**Instructions for the task:** Pick out every line below that contains the string "with", and copy each one in full. Letter case matters.

**Entries shown:**
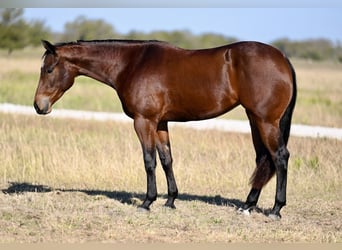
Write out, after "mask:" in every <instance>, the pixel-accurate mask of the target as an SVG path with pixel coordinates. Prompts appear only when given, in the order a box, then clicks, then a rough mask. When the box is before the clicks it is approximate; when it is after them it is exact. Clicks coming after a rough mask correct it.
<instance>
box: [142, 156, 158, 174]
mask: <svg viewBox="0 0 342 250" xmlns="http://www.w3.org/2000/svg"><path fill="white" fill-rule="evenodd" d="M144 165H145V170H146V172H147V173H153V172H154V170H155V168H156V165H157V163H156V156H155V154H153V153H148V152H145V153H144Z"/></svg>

---

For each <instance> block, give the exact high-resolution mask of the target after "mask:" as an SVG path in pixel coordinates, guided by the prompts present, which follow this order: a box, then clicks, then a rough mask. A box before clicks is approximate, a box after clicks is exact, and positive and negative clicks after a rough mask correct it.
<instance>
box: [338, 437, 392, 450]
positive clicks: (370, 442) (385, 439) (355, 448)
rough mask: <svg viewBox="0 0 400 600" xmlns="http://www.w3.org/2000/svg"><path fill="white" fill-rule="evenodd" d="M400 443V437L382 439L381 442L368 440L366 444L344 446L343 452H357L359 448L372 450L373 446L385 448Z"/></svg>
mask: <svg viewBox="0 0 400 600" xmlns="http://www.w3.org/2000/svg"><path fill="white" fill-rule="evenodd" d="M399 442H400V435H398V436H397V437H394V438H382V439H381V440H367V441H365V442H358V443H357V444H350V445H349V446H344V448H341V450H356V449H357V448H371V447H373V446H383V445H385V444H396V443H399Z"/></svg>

* * *

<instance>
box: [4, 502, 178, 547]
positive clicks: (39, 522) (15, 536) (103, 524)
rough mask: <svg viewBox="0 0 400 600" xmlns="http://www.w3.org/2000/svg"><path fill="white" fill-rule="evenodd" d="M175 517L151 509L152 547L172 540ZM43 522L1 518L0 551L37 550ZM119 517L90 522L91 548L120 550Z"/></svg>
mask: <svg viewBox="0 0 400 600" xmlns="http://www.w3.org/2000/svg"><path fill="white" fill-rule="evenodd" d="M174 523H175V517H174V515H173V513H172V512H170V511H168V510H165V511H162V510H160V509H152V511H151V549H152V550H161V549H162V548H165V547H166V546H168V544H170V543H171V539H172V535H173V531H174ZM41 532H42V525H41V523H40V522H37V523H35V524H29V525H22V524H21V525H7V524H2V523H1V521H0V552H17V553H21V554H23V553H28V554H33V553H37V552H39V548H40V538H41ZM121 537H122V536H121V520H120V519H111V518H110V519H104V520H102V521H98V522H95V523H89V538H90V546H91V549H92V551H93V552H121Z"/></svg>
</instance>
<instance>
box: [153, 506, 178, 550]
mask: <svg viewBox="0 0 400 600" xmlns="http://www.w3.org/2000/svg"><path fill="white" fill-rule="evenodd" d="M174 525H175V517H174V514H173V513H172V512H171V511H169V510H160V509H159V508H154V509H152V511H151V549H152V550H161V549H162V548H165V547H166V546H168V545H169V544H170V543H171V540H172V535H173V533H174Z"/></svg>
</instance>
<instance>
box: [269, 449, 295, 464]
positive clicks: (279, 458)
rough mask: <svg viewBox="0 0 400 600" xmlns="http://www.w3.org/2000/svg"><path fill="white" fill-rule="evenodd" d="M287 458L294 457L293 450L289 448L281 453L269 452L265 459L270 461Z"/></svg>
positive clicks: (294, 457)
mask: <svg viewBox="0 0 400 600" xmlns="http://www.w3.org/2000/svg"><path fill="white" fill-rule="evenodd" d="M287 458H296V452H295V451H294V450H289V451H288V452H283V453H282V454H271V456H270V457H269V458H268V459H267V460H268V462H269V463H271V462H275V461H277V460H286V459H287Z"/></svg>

**Solution to this problem:**
Write out, after "mask:" in every <instance>, the pixel-accurate mask of the target as an SVG path with pixel coordinates. Prompts appear only when given, in the order a box, then clicks, then a rough mask. When the box is before the clicks it is approximate; when it is after them it is exact. Clicks coming after a rough mask correct it.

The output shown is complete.